(Location identification listing)
* * *

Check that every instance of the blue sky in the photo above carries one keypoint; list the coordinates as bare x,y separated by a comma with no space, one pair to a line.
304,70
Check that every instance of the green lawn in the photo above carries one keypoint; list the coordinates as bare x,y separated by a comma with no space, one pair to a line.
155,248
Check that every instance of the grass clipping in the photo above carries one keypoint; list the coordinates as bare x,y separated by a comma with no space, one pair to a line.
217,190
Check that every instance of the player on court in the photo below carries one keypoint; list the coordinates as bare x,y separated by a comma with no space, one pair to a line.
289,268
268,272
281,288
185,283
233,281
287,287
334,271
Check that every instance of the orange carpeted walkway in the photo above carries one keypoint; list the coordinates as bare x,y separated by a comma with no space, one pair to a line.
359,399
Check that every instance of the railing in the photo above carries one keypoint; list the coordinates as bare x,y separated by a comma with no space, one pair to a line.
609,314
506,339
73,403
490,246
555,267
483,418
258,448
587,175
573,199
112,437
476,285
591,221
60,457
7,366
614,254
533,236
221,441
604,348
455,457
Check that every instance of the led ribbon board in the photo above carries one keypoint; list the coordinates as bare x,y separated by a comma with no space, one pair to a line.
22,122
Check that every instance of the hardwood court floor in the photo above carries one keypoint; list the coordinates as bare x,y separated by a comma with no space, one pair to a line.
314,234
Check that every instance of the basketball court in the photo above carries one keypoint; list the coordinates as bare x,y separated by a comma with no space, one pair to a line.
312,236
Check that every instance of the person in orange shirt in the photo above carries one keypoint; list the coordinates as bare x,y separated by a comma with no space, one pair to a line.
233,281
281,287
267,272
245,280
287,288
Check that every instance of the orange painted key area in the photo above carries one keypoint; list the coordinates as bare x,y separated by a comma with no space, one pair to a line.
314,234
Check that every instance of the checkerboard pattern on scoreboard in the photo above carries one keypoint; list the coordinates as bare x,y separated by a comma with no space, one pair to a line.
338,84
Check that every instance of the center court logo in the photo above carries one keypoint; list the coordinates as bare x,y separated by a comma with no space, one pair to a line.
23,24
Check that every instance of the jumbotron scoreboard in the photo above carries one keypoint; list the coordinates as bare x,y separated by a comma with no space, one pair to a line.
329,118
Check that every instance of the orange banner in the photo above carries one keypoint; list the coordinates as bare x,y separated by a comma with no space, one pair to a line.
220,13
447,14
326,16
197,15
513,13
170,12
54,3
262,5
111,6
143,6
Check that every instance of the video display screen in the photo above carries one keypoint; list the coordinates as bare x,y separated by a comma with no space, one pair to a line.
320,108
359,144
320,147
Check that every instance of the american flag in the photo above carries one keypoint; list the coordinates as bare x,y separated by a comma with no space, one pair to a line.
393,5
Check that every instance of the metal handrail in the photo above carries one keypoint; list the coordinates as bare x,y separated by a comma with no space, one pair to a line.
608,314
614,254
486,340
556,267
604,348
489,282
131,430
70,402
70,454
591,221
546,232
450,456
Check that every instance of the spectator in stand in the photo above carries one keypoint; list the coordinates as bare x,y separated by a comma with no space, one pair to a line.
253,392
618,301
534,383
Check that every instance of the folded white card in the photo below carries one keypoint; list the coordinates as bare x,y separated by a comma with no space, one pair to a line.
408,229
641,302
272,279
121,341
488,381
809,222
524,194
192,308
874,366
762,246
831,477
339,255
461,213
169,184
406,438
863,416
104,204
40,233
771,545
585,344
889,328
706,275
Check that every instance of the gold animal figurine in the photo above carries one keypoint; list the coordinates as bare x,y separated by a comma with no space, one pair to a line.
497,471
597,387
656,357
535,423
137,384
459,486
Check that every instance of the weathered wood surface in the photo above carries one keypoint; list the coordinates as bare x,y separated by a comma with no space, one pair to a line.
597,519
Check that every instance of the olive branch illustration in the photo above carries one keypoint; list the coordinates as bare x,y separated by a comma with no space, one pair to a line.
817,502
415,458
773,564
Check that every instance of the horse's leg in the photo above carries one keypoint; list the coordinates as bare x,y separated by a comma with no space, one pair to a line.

* * *

### Task directions
Put every line of the listing above into a Markdown table with the columns Number and Entry, numbering the rows in order and leaving out blank lines.

### Output for this exercise
| Number | Entry |
|---|---|
| 1 | Check that every instance of the blue sky in the photo above carries one keypoint; list the coordinates as bare x,y separated by a comma with no space, one pair to a line. |
| 2 | 304,70 |
| 3 | Check that every instance of the green lawn in the photo above carries one keypoint; list the coordinates as bare x,y separated by a comma with no space, one pair to a line. |
| 4 | 155,248 |
| 5 | Check that every instance of the grass clipping in the photo above carries one keypoint; list the coordinates as bare x,y separated by a comma with no space, one pair to a line. |
| 6 | 217,190 |
| 7 | Check that every instance of the player on court in the photo below carries one keypoint; list the coordinates as bare x,y separated by a comma with no space, one pair to a line. |
| 8 | 289,268 |
| 9 | 268,272 |
| 10 | 281,288 |
| 11 | 185,283 |
| 12 | 233,281 |
| 13 | 287,287 |
| 14 | 334,271 |
| 15 | Check that every instance of the orange carpeted walkway in the photo above carries one keypoint; list the coordinates as bare x,y separated by a comma with no space, one pair to a line. |
| 16 | 359,399 |
| 17 | Check that every instance of the railing in the photo above carries one keypoint; list the coordinates as bare x,y separated by a comma with no space, one pair to a line. |
| 18 | 609,314 |
| 19 | 506,339 |
| 20 | 73,403 |
| 21 | 490,246 |
| 22 | 555,267 |
| 23 | 483,418 |
| 24 | 258,448 |
| 25 | 587,175 |
| 26 | 573,199 |
| 27 | 112,437 |
| 28 | 476,285 |
| 29 | 591,221 |
| 30 | 60,457 |
| 31 | 7,366 |
| 32 | 614,254 |
| 33 | 533,236 |
| 34 | 221,441 |
| 35 | 604,348 |
| 36 | 455,457 |
| 37 | Check that every instance of the led ribbon board in the photo above carries one keypoint; list the coordinates as bare x,y separated by a comma with no space, one pair to a line. |
| 38 | 22,122 |
| 39 | Check that every instance of the hardwood court floor in the photo above carries one keypoint; list the coordinates as bare x,y separated by a comma with no space, one pair to a line. |
| 40 | 314,234 |
| 41 | Check that every instance of the basketball court in the photo above carries one keypoint; list the coordinates as bare x,y separated by a comma with no space, one pair to a line. |
| 42 | 312,236 |
| 43 | Check that every instance of the person in orange shirt in the photo above carries one keypoint; list the coordinates as bare x,y separated by a comma with no space, one pair to a line. |
| 44 | 233,281 |
| 45 | 281,287 |
| 46 | 267,272 |
| 47 | 245,280 |
| 48 | 287,288 |
| 49 | Check that every instance of the orange painted key area in the photo above carries one keypoint; list the coordinates as bare x,y separated by a comma with no space, one pair to a line. |
| 50 | 314,234 |
| 51 | Check that every instance of the checkerboard pattern on scoreboard in the photo above carries one keypoint; list the coordinates as bare x,y separated by a comma with no space, one pair to a line. |
| 52 | 338,84 |
| 53 | Check that every instance of the center court logo in the photo above carries one keypoint; list the coordinates as bare x,y separated by a comma with no space, one pair to a line. |
| 54 | 23,24 |
| 55 | Check that every instance of the jumbotron scoreboard in the photo above carries one keypoint; list the coordinates as bare x,y separated by a comma with no space, one pair to a line. |
| 56 | 329,118 |
| 57 | Check that every instance of the orange banner in the photo above carries one keypoint; list the coordinates as bare x,y separated by a comma with no space, one pair to a line. |
| 58 | 220,13 |
| 59 | 447,14 |
| 60 | 326,16 |
| 61 | 197,15 |
| 62 | 513,13 |
| 63 | 170,12 |
| 64 | 54,3 |
| 65 | 262,5 |
| 66 | 111,6 |
| 67 | 143,6 |
| 68 | Check that every instance of the video display screen in the photo above carries one keypoint; list the coordinates as bare x,y separated by a comma with no space, one pair to a line. |
| 69 | 320,108 |
| 70 | 359,144 |
| 71 | 320,147 |
| 72 | Check that every instance of the american flag in the photo above carries one keypoint; list the coordinates as bare x,y separated by a comma with no space, one pair to a line. |
| 73 | 393,5 |
| 74 | Check that every instance of the metal handrail in the photo above carries one keypoint; list the coordinates as bare x,y separated by a comma with no space, one pair to a line. |
| 75 | 608,314 |
| 76 | 614,254 |
| 77 | 486,340 |
| 78 | 556,267 |
| 79 | 604,348 |
| 80 | 489,282 |
| 81 | 131,430 |
| 82 | 70,402 |
| 83 | 70,454 |
| 84 | 591,221 |
| 85 | 546,232 |
| 86 | 450,456 |
| 87 | Check that every instance of the spectator in stand in the photo above carries one keypoint; list the coordinates as bare x,y separated by a comma with no space, one pair to a line. |
| 88 | 253,392 |
| 89 | 618,301 |
| 90 | 534,383 |
| 91 | Check that every instance of the folded white card in the photo below carries one keypoint; list the coordinates as bare x,y separated by a comma with no space, one pair to a line. |
| 92 | 408,229 |
| 93 | 641,302 |
| 94 | 272,279 |
| 95 | 121,341 |
| 96 | 488,381 |
| 97 | 809,222 |
| 98 | 524,194 |
| 99 | 192,308 |
| 100 | 874,366 |
| 101 | 762,246 |
| 102 | 831,477 |
| 103 | 339,255 |
| 104 | 461,213 |
| 105 | 169,184 |
| 106 | 406,438 |
| 107 | 863,416 |
| 108 | 104,204 |
| 109 | 40,233 |
| 110 | 771,545 |
| 111 | 585,344 |
| 112 | 889,328 |
| 113 | 706,275 |
| 114 | Check that every instance of the gold animal figurine in the photo above carries one keypoint; list the coordinates as bare x,y separated by a comma with no space, one pair to a line. |
| 115 | 497,471 |
| 116 | 597,387 |
| 117 | 656,357 |
| 118 | 535,423 |
| 119 | 137,384 |
| 120 | 459,486 |
| 121 | Check that every instance of the weathered wood surface in the photo above carries one keypoint; list the coordinates as bare x,y separated by a comma with no space, one pair to a line. |
| 122 | 597,519 |
| 123 | Check that every instance of the olive branch illustration in the photo above carries one keypoint; list the coordinates as bare x,y separated by a comma with no space, one pair to a line. |
| 124 | 817,502 |
| 125 | 415,458 |
| 126 | 773,564 |
| 127 | Check that every instance of the horse's leg in the photo above carries one keypoint; list the coordinates as bare x,y separated by a comma with no space, one pair to a line. |